Object position labeling entries:
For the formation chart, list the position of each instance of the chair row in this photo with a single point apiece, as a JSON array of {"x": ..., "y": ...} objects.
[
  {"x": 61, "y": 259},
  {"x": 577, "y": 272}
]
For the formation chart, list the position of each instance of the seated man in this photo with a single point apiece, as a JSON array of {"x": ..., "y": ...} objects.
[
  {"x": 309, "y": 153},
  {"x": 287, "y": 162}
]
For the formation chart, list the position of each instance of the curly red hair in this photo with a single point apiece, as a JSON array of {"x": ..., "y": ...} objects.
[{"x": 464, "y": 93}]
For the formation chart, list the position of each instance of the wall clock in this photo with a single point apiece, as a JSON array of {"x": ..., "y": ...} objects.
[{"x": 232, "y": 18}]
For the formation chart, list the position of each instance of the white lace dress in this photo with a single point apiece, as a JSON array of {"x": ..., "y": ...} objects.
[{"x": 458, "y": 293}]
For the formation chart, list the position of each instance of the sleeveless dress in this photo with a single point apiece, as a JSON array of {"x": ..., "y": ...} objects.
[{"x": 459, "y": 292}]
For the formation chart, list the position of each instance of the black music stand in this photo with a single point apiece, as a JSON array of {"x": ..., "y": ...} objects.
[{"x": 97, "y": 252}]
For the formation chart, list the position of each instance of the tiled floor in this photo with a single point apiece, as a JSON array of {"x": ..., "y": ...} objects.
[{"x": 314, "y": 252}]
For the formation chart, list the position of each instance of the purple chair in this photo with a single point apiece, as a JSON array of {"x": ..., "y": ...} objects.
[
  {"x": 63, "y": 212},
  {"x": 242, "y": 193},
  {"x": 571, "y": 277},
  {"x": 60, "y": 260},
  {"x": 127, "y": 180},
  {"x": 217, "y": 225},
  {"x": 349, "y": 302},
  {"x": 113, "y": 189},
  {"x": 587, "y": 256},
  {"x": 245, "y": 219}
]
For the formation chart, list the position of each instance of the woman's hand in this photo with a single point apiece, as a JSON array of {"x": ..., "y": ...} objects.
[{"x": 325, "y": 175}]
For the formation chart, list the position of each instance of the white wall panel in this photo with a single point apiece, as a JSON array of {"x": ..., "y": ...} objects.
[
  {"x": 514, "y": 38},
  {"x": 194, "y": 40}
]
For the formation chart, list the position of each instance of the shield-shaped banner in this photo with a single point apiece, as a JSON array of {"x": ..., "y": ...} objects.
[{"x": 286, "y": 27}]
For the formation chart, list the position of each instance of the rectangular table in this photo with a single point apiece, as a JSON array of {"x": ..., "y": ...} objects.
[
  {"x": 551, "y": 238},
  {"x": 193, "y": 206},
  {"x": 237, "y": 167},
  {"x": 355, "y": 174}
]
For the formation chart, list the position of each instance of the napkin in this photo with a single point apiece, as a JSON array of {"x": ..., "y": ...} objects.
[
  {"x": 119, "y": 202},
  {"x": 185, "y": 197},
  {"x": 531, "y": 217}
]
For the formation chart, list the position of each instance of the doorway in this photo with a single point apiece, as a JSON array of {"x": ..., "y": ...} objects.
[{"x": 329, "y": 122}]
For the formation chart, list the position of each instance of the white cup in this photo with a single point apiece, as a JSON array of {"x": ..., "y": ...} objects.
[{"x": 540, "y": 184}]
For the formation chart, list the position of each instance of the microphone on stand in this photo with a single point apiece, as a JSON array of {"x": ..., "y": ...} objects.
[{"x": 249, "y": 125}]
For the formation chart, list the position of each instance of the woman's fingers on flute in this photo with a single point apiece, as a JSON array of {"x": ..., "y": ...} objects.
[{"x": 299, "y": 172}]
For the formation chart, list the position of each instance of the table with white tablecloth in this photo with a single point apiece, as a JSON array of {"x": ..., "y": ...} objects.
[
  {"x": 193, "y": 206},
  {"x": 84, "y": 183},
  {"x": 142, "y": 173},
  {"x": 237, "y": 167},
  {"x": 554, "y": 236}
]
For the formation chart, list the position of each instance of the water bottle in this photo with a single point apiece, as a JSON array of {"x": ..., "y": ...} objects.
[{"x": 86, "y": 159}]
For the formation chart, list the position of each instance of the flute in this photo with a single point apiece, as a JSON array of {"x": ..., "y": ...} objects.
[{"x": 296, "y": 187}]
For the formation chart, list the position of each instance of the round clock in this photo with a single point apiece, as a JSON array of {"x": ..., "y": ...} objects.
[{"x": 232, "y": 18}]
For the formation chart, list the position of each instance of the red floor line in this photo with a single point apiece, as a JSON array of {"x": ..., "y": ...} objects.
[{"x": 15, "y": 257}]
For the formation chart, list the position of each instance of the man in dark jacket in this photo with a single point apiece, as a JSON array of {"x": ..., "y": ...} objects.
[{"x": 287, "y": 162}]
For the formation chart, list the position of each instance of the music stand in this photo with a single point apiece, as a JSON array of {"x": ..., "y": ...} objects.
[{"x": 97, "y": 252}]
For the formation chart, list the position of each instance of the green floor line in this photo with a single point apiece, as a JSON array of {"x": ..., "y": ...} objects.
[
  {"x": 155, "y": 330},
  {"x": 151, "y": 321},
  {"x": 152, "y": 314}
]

Set exercise: Print all the data exactly.

Exercise response:
For the formation chart, list the position of each instance of the chair row in this photo with a single point apiece, as a JSON array of {"x": ..., "y": ...} objects.
[
  {"x": 61, "y": 259},
  {"x": 577, "y": 272}
]
For the formation chart, list the position of each instance of the seated man in this photo with a single point apiece, as a JSON array of {"x": ..., "y": ...} objects.
[
  {"x": 309, "y": 153},
  {"x": 287, "y": 162}
]
For the formation chart, list the position of each instance of the curly red hair in this photo with a single point apiece, as a JSON array of {"x": ..., "y": ...} objects.
[{"x": 464, "y": 93}]
For the formation chart, list the position of each instance of the wall clock in this photo with a single point apiece, as a JSON array of {"x": ..., "y": ...} objects.
[{"x": 232, "y": 18}]
For the formation chart, list the position of each instance of the white lace dress in this photo with a single point apiece, as a JSON array of {"x": ..., "y": ...} objects.
[{"x": 458, "y": 293}]
For the formation chart, list the position of each instance of the sleeveless dress in this photo with a single point apiece, as a JSON array of {"x": ..., "y": ...} objects.
[{"x": 459, "y": 292}]
For the formation chart, list the position of each instance of the black music stand in this photo with a single point apiece, as a JSON array of {"x": ..., "y": ...} objects.
[{"x": 97, "y": 252}]
For the formation chart, list the position of each instance of the tiled floor in this photo with a single point apiece, as a JSON array of {"x": ..., "y": ...} objects.
[{"x": 314, "y": 252}]
For the formation chart, list the position of each instance of the purple chair in this photo with a single point apiece, as a JSON array of {"x": ..., "y": ...} objects.
[
  {"x": 63, "y": 212},
  {"x": 242, "y": 193},
  {"x": 571, "y": 277},
  {"x": 60, "y": 260},
  {"x": 127, "y": 180},
  {"x": 217, "y": 225},
  {"x": 349, "y": 302},
  {"x": 113, "y": 189},
  {"x": 587, "y": 256},
  {"x": 245, "y": 219}
]
For the formation chart, list the position of each instance of the woman's hand in this photo with a single point apiece, as a JSON array of {"x": ..., "y": ...} objects.
[{"x": 325, "y": 175}]
For the formation chart, list the position of each instance of the white wall panel in this photo with a single point apiece, as a JSON array of {"x": ..., "y": ...} objects.
[
  {"x": 514, "y": 38},
  {"x": 194, "y": 40}
]
For the formation chart, list the position of each instance of the shield-shaped banner in this photo with a single point apiece, as a JSON array of {"x": ..., "y": ...} objects.
[{"x": 286, "y": 27}]
For the formation chart, list the position of each instance of the rectangular table in this photo with a single point apiece, as a JSON array of {"x": ..., "y": ...} objects.
[
  {"x": 551, "y": 238},
  {"x": 193, "y": 206},
  {"x": 237, "y": 167},
  {"x": 355, "y": 174}
]
For the formation chart, list the position of each instance of the napkin in this photo with a single point apiece, as a JSON array of {"x": ..., "y": ...} objects.
[
  {"x": 119, "y": 202},
  {"x": 185, "y": 197},
  {"x": 531, "y": 217}
]
For the formation chart, list the position of each instance of the doorway in this photo with a single point apiece, as a JSON array of {"x": ..., "y": ...} objects.
[{"x": 329, "y": 122}]
For the formation chart, list the position of each instance of the white cup in this photo with a single point apiece, as a JSON array of {"x": ..., "y": ...} objects.
[{"x": 540, "y": 184}]
For the formation chart, list the position of each instance of the microphone on stand in this photo with a single point apiece, as a JSON array of {"x": ..., "y": ...} objects.
[{"x": 249, "y": 125}]
For the formation chart, list the position of each instance of the woman's fingers on flute in this photo with a single point apiece, as a JSON array of {"x": ..., "y": ...} objects.
[{"x": 299, "y": 172}]
For the formation chart, list the position of each instance of the table with white tablecloth in this photo with a single point apiece, as a JSON array of {"x": ..., "y": ...} objects.
[
  {"x": 193, "y": 206},
  {"x": 84, "y": 183},
  {"x": 142, "y": 173},
  {"x": 237, "y": 167},
  {"x": 554, "y": 236}
]
For the formation chart, list the position of each instance of the water bottle in this photo with a single point apiece, as a JSON array of {"x": ..., "y": ...} objects.
[{"x": 86, "y": 159}]
For the formation chart, list the position of each instance of the flute in this photo with a single point apiece, as a JSON array of {"x": ..., "y": ...} objects.
[{"x": 296, "y": 187}]
For the formation chart, list the position of each instance of the round clock in this photo with a single point apiece, as a JSON array of {"x": ..., "y": ...} objects.
[{"x": 232, "y": 18}]
For the formation chart, list the position of each instance of the red floor line in this photo with a single point apiece, as a JSON array of {"x": ..., "y": ...} objects.
[{"x": 15, "y": 257}]
For the formation chart, list the position of each instance of the man in dark jacket in this photo with a single point apiece, as a JSON array of {"x": ..., "y": ...} objects.
[{"x": 287, "y": 162}]
For the formation chart, list the position of each instance of the music stand in this photo with a single point apiece, as a JSON array of {"x": ..., "y": ...} objects.
[{"x": 97, "y": 252}]
For the formation chart, list the position of each instance of the green floor line in this photo with a single point apiece, as a JSON array of {"x": ..., "y": ...} objects.
[
  {"x": 155, "y": 330},
  {"x": 151, "y": 321},
  {"x": 152, "y": 314}
]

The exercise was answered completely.